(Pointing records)
= = = =

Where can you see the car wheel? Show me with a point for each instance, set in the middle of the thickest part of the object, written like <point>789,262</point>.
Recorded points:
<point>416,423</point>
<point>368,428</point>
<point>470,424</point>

= = = =

■ **INSTRUCTIONS TO FOLLOW**
Convert the rows above into a two-column CSV with the header "prompt,response", one line per row, placing each row's text and its answer in separate quoted fields and replacing any line breaks with spaces.

■ **TASK RESPONSE**
prompt,response
"Where can you see the car wheel? Show me with a point for each instance, set in the middle of the thickest part of the object, written like <point>789,262</point>. Recorded points:","<point>416,423</point> <point>368,428</point> <point>470,424</point>"